_Data for the task_:
····················
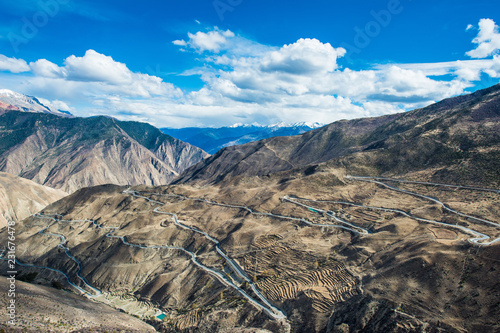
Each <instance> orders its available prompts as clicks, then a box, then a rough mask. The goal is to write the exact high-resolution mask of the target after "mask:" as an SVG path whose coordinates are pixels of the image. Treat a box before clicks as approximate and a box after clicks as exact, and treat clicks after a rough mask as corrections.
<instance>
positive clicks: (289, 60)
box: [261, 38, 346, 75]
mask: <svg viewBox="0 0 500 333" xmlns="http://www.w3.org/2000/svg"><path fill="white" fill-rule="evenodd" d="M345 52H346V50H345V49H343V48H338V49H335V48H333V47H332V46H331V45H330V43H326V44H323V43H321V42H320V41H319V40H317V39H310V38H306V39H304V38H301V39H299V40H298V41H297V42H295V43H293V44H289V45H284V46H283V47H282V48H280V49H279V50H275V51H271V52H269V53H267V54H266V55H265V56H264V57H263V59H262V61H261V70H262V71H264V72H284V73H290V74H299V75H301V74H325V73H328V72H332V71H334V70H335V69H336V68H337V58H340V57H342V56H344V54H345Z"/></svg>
····················
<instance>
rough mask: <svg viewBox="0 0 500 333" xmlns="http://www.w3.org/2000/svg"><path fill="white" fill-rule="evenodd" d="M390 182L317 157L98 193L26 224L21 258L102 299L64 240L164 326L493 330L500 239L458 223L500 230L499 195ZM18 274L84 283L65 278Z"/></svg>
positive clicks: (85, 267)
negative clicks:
····················
Pull out every line of the entries that includes the word "clicks".

_Exercise result_:
Each <instance> orders its available prompts as clicks, then a box, then a rough mask. The goal is to write the exact high-resolution mask of the target after "mask:" as an SVG path whose coordinates are pixels of the image. Treat a box before clicks as approximate and a box after clicks as exact, and treat clicks after a rough mask as corrections.
positive clicks: (289, 60)
positive clicks: (85, 267)
negative clicks:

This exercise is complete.